[Pointing records]
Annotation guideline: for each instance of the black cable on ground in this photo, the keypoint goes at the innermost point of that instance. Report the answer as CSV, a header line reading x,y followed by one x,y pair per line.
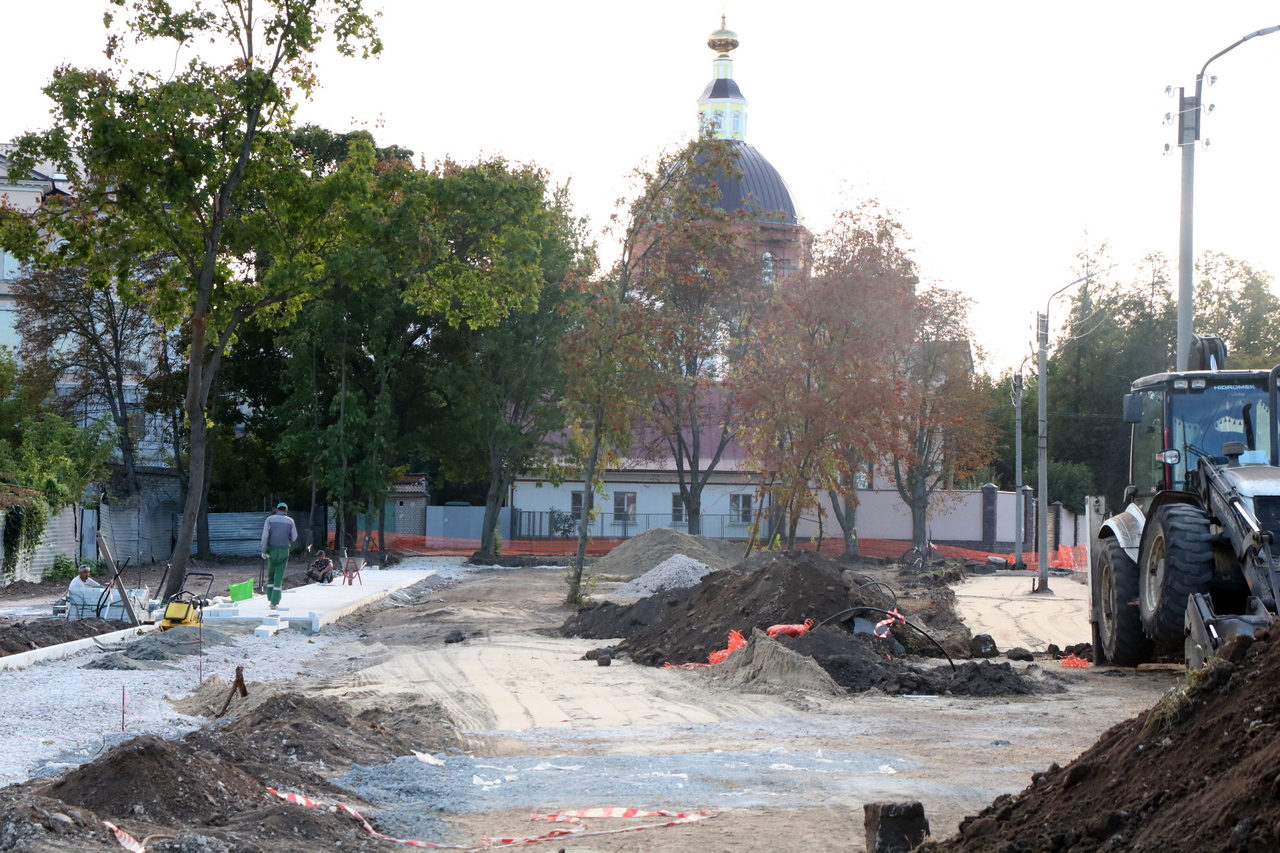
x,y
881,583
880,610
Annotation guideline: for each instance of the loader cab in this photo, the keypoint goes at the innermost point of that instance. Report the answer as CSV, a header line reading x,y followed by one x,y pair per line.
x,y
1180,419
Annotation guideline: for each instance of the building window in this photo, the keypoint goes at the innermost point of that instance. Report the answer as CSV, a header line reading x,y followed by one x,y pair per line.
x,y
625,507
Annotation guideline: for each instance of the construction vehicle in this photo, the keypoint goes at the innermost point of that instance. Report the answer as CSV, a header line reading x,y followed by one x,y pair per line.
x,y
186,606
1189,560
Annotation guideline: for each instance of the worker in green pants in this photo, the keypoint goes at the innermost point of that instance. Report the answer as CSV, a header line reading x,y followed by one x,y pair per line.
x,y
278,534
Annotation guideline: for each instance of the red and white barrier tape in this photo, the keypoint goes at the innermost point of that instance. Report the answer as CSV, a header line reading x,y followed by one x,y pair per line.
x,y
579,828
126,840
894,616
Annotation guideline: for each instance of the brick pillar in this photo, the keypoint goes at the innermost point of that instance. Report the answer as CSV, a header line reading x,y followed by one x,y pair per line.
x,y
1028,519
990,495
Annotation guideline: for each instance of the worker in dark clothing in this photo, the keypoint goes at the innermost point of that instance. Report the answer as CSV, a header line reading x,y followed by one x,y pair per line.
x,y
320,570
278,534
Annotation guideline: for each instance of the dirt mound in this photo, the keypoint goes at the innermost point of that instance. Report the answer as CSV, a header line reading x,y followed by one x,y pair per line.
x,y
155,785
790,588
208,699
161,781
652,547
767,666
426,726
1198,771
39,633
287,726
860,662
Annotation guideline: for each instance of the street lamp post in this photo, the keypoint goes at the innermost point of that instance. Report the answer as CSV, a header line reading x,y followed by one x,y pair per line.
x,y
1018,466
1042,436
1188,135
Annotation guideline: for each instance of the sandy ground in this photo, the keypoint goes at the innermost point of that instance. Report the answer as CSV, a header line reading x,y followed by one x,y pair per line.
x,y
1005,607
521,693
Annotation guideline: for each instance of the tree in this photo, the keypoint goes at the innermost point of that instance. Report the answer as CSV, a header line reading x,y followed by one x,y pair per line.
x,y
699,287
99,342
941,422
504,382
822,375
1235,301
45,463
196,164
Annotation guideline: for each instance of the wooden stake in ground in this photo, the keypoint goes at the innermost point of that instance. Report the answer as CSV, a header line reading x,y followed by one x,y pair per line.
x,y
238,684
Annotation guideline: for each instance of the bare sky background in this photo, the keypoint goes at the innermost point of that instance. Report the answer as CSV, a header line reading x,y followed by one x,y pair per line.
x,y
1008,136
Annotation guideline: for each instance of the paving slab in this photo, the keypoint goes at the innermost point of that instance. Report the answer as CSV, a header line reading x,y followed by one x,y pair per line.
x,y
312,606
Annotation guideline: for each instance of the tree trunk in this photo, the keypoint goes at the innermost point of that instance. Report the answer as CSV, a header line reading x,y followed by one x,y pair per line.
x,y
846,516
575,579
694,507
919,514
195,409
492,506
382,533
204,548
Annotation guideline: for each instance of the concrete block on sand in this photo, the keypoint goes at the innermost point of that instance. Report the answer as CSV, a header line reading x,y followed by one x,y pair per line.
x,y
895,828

Your instructions: All the lines above are to be given again exactly as they read, with the pictures removed.

Response:
Annotation guideline: for each instance of the black cable on ground in this photo, the keypoint goes at the innermost point of that instance. Report the answer as CSV, a header line reading x,y followed by one x,y pair per line.
x,y
881,583
880,610
Annotation guideline: for each instance of the loader cab in this photo, the keypoint goes at the innermost point of that instance. Report the answer as CSV, a header line reading x,y followed by one x,y pair per line.
x,y
1180,419
Annotation guideline: for each instance of the building window in this photo, the keypoint goes at the innermost point of that instance. Report the answer as CSV, a header line reading x,y followed by one x,y pair per line.
x,y
625,507
Annotation guideline: for each instance of the construction vehicle in this photo, the keypoint goes at the innermost point of that instance. Report the answer as CSV, a header line reading x,y followed by one x,y pair per line.
x,y
186,606
1189,560
Annotation guideline: for each instance of the worker in green pants in this photo, the keypoint goes at the innermost point of that instance. Report the answer as CSV, a header line reading x,y followed by one x,y pair per line.
x,y
278,534
Annotation guideline: for each instance of the red and white barrier tape in this photo, the keypoint goes at the innermost point of that instance. Report the answer as CSV, a header line reading x,y followed by one x,y pair per line.
x,y
579,828
126,840
894,616
Annotation guideline: for each instance of the brick pillar in this photo, the keypoint goes at the innermost point of that instance. Report the answer as CSV, a header line reading x,y followed by one x,y pair per line.
x,y
1028,519
990,495
Annotation guideline: for each instance of the worker in dark clothing in this photo, the keypoint goes at the innermost point of that instance. Report the answer as CSV, a header line reading x,y followed by one x,y pair per line.
x,y
320,570
278,534
Annotation guideline: for each instance of the dirt mound in this photo, the keypoint goes at the innermost point of that instance. Report the answer as CSV, a header line reading x,y followed by one x,y pair per line.
x,y
155,785
790,588
208,699
161,781
652,547
767,666
426,726
1198,771
39,633
287,726
860,662
Annotation guideline: for each instance of the street lamp post in this photo, the keypoint goes at the innermost point of that instance. Report the answer as CSV, a header line reading x,y followed by one x,y pair per line.
x,y
1018,466
1042,436
1188,135
Annotation guideline: for each instance of the sandy ground in this photo, the keypoint goes at the innermost point of that instance. Report the answer as CSV, a header line reading x,y followed by one x,y pair per line.
x,y
1005,607
521,693
Annotation guideline: for each instance of the tree in this photo, the keypoint goes at the innermost point of that instance. Report the answer as CSV, a header line reading x,y followed by one x,y pair per line.
x,y
699,287
99,342
941,422
504,382
822,375
1235,301
45,463
196,164
Annotation guideline: for each instance of the wooden stake in ground in this photo, the keypoint goes at the innermost point of that instance. Report the answer as CSV, a header line reading x,y followed by one x,y pair per line.
x,y
238,684
Annotation guideline: for each instance of the bare sky background in this photo, the keypoint goes at the innermost point of that instance. Report the answer as CSV, a header line reading x,y followed by one x,y pair per line.
x,y
1008,136
Annotation guideline: for each instance of the paving slab in this photo, the keypoint goes at the innermost point of that instance. Report the answer as CSV, a header line reading x,y followed by one x,y pair per line.
x,y
312,606
Annotation guideline: for each instance of the tree trunk in this photo, the keypoint goes at the innermost point of that instance. Report the answer as CSV, a header line reading x,y followed by one x,y pair per line.
x,y
846,516
575,579
694,507
919,514
195,409
492,506
382,533
204,548
Annotation guideline: for each instance of the concrete block on sand in this photo, the keypoint goes at the innermost point of that instance. Report the answer as CSV, a header line reading x,y followed by one x,y pair per line.
x,y
895,828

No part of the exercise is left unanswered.